Exercise instructions:
Copy out the records below exactly as they appear.
--
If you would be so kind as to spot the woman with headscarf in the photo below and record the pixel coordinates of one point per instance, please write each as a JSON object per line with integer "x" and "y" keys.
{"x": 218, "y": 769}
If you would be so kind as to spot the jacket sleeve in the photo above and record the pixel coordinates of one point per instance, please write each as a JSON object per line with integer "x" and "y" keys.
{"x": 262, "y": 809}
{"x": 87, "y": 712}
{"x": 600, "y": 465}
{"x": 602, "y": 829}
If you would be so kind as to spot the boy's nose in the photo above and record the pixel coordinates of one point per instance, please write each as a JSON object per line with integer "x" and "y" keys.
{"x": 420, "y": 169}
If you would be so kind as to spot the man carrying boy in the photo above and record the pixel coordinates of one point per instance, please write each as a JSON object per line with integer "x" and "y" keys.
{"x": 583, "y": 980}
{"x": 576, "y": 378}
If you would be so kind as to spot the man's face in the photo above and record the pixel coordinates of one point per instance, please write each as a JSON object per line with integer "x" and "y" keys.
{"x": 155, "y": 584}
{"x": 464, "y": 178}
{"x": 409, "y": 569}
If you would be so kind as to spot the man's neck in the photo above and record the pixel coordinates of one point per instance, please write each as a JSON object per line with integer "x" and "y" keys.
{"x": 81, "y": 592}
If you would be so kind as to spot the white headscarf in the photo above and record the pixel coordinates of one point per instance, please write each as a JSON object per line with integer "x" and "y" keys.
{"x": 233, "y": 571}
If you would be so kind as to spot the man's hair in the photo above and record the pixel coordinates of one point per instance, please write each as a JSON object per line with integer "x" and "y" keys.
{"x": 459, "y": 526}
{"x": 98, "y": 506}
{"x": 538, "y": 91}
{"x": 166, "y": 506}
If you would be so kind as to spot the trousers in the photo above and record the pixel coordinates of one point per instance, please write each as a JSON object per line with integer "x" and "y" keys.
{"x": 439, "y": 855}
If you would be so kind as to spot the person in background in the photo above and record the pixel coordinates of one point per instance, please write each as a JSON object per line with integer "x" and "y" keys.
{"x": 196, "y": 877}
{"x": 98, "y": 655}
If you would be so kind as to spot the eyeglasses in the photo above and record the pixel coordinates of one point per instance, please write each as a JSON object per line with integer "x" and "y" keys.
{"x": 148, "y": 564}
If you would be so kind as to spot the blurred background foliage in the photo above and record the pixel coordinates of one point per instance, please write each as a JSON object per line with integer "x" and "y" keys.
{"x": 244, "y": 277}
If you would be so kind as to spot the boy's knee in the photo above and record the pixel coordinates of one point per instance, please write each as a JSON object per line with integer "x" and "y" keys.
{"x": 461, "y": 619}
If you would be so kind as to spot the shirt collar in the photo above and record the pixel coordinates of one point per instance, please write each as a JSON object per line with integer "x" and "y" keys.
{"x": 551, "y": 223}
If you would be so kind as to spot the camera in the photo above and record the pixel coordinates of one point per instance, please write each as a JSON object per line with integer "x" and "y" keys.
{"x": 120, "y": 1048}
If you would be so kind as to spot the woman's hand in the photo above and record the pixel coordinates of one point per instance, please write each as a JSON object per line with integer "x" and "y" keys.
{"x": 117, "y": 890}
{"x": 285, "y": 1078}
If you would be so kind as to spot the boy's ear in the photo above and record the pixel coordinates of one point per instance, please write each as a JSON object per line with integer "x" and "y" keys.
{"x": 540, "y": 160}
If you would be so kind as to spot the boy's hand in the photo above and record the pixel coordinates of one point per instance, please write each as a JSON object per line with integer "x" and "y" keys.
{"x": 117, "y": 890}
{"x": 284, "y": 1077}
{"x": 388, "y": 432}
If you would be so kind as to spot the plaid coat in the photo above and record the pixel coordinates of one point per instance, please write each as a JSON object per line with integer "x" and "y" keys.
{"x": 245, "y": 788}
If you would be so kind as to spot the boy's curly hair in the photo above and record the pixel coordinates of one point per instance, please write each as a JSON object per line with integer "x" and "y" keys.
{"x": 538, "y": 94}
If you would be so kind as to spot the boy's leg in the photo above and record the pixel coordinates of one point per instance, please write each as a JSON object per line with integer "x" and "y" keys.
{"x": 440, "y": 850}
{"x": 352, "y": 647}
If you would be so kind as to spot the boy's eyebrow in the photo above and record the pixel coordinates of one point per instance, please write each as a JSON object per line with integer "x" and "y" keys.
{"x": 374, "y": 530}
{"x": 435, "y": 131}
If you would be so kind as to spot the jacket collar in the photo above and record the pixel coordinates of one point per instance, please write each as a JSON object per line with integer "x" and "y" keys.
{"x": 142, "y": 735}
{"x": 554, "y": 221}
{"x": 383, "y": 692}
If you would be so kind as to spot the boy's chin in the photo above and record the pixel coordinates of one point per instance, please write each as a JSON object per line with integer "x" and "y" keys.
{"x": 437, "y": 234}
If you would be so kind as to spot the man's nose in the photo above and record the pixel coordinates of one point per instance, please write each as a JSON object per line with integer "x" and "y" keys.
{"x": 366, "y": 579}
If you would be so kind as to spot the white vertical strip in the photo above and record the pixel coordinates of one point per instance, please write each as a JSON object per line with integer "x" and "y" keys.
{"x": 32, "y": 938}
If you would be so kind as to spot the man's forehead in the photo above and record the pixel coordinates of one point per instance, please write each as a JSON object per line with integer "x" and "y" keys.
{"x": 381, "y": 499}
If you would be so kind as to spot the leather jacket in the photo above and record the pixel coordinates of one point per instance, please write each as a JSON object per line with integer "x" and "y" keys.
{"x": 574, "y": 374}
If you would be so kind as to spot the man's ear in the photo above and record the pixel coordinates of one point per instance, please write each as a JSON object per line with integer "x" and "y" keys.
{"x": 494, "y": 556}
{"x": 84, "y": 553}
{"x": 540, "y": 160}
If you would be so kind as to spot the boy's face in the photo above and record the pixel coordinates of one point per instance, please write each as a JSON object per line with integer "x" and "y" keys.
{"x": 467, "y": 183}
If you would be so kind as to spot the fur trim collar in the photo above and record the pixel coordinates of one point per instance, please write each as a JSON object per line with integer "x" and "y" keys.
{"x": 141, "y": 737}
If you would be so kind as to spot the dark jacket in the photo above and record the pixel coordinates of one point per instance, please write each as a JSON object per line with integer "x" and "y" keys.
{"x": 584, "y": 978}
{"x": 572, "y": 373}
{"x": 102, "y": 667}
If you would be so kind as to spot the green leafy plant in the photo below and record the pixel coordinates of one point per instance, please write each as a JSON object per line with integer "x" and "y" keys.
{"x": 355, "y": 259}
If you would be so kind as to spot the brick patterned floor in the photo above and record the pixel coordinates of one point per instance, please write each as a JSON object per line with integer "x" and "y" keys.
--
Exercise output:
If you would be so kind as to spot the woman with headscarf in the photo below and record the pixel coordinates of one point per instance, please write each as a JSON object per line with integer "x" and "y" keys.
{"x": 218, "y": 769}
If you would be so kind as to spot the jacket sleeve in the photo above and record the pixel coordinates of one point per instance, please write each as a JSON object per line with integer "x" and "y" keys.
{"x": 262, "y": 809}
{"x": 87, "y": 712}
{"x": 600, "y": 465}
{"x": 602, "y": 829}
If you would be so kind as to spot the boy's nose in the photo above and record the pixel coordinates of one point per instance, please write each as a JSON object per line with integer "x" and "y" keys.
{"x": 420, "y": 169}
If you would be so kind as to spot the man carrying boy in the photo above and record the pixel coordinates of one point per instance, please write each as a JSON object per line with integer "x" and "y" keys.
{"x": 583, "y": 980}
{"x": 576, "y": 378}
If you would be so kind as to spot the man's face in the photo above and record the pixel coordinates of one point per instance, please write each as a JSON object per line with integer "x" and "y" keys.
{"x": 155, "y": 584}
{"x": 464, "y": 178}
{"x": 409, "y": 569}
If you would be so kind as to spot the man's neck in the photo above and record the pixel coordinates of one point per instance, please write each as a JSON object per line with integer "x" and "y" keys.
{"x": 81, "y": 592}
If you would be so kind as to spot the white headscarf in the photo above and record the pixel coordinates of one point per instance, please write each as a JSON object per line with integer "x" and "y" keys.
{"x": 233, "y": 571}
If you would be so kind as to spot the man's hair in the photo above and record the pixel coordinates of one point per instance, please write each as a JSON object per line with integer "x" and "y" keys.
{"x": 459, "y": 526}
{"x": 98, "y": 506}
{"x": 538, "y": 91}
{"x": 166, "y": 506}
If you would be so kind as to spot the trousers in the photo above and record the pixel coordinates of one point per instance, please write each as a JSON object per line with integer "x" and "y" keys.
{"x": 439, "y": 855}
If you would be so kind as to spot the person in background in the photo above and record the pixel coordinates of one point per instance, please write each as a JSON object per line with integer "x" and "y" keys.
{"x": 196, "y": 877}
{"x": 98, "y": 655}
If you would be so kind as to spot the eyeglasses in the photo above and record the pixel coordinates of one point per instance, please write each as a JSON object per line with integer "x" and "y" keys.
{"x": 148, "y": 564}
If you would be so kind as to spot the blurred background foliage in the photo above and record the pixel coordinates of one point per instance, please write each as a JSON object per line with integer "x" and "y" keys.
{"x": 244, "y": 277}
If you would be so kind as to spot the boy's knee in the photo above and record the pixel coordinates of one point per instance, please write each as a JSON object per line with integer "x" and "y" keys.
{"x": 461, "y": 619}
If you would be so kind as to spot the shirt collar in the photo above and record the pixel coordinates of one point per instance, please write each as a JSON object per line with integer "x" and "y" keys.
{"x": 551, "y": 223}
If you would be so kind as to spot the camera in the photo above and record the pixel coordinates of one point per instance, please write each as a JSON object per line with integer "x" and "y" keys.
{"x": 120, "y": 1048}
If you would be so kind as to spot the woman's hand in the photo above and record the pixel coordinates of one point per instance, please write each as a JSON object per line with integer "x" and "y" keys.
{"x": 117, "y": 890}
{"x": 285, "y": 1078}
If you would be so kind as to spot the boy's ear in the photo above and record the pixel coordinates of one point per instance, please write each as a JSON object per line with integer "x" and "y" keys.
{"x": 540, "y": 160}
If you would be so kind as to spot the boy's hand in the photo above and record the pixel coordinates of one point per instance, please write each as a JSON object per line with integer "x" and "y" keys.
{"x": 117, "y": 890}
{"x": 284, "y": 1077}
{"x": 388, "y": 432}
If you would be so kind as to spot the plaid coat in the photo above and record the pixel coordinates of one point per instance, please write each as a JSON object per line with integer "x" and "y" keys.
{"x": 245, "y": 788}
If you would be so kind as to spot the boy's curly hair in the photo above and record the pixel coordinates of one point per instance, please write each as a JSON object per line with integer "x" and "y" keys.
{"x": 538, "y": 94}
If you would be so kind as to spot the boy's leg in the photo above and record the pixel coordinates of one point per instance, please write each as a JSON object per line with integer "x" and "y" keys.
{"x": 440, "y": 850}
{"x": 352, "y": 647}
If you would be so kind as to spot the boy's eyebrow in the photo above and record the pixel coordinates of one point per instance, please write each as a JSON object per line with integer "x" and "y" keys.
{"x": 374, "y": 530}
{"x": 435, "y": 131}
If you would be so kind as to spot the jacket collar in the photo above and record the pixel coordinates of one point per instance, please write each as a JSON object per line with integer "x" and "y" keys.
{"x": 142, "y": 735}
{"x": 554, "y": 221}
{"x": 383, "y": 692}
If you would be so kind as to spot the boy's chin in the photo above and record the pixel coordinates of one point per instance, please write each as a JSON object per line with integer "x" and "y" keys.
{"x": 437, "y": 234}
If you would be so kind as to spot the man's nose in the photo above and record the pixel coordinates of one point per instance, please write each as a JSON object per line with integer "x" and "y" keys.
{"x": 366, "y": 579}
If you would be so kind as to spot the white vertical strip in the photo above and record the pixel coordinates of one point per instance, please write each as a JSON object per line with integer "x" and "y" keys.
{"x": 32, "y": 938}
If you would be so kind as to spot the man's forehead in the photo above and record the pixel coordinates of one point per instance, please write each as a JSON object per line with integer "x" and "y" keys.
{"x": 381, "y": 499}
If you would be so kind as to spot the leather jacket in the photo above and record the pixel coordinates of one point per instance, please write each as a JSON object per line with integer "x" and "y" keys.
{"x": 574, "y": 374}
If you would be so kind as to spot the man's ear in the photo above and record the pixel coordinates of one point per instance, please write each as a JSON object per line with integer "x" and "y" keys.
{"x": 494, "y": 556}
{"x": 84, "y": 553}
{"x": 540, "y": 160}
If you would be so kind as to spot the boy's face in the photo above and record the pixel coordinates of one point per instance, please write each as a JSON object per line with integer "x" and "y" keys.
{"x": 467, "y": 183}
If you would be so kind as to spot the fur trim collar in the photo above and record the pixel coordinates of one point per instance, please write each as a JSON object per line with integer "x" and "y" keys.
{"x": 141, "y": 737}
If you would be so kind as to spot the dark jacket in the photo above and record the pixel coordinates of one point per instance, please write each as a JSON object per line with integer "x" and "y" keys.
{"x": 584, "y": 978}
{"x": 572, "y": 373}
{"x": 102, "y": 667}
If you would be so kind as to spot the green leafy plant in the photo below and record the pixel coordinates of one point per instance, please write each as a JSON object per line with integer "x" and "y" keys.
{"x": 355, "y": 259}
If you would be so kind as to spot the brick patterned floor in the photo above and record the pixel coordinates of one point per instance, please write each as a JSON object per line with integer "x" and "y" keys.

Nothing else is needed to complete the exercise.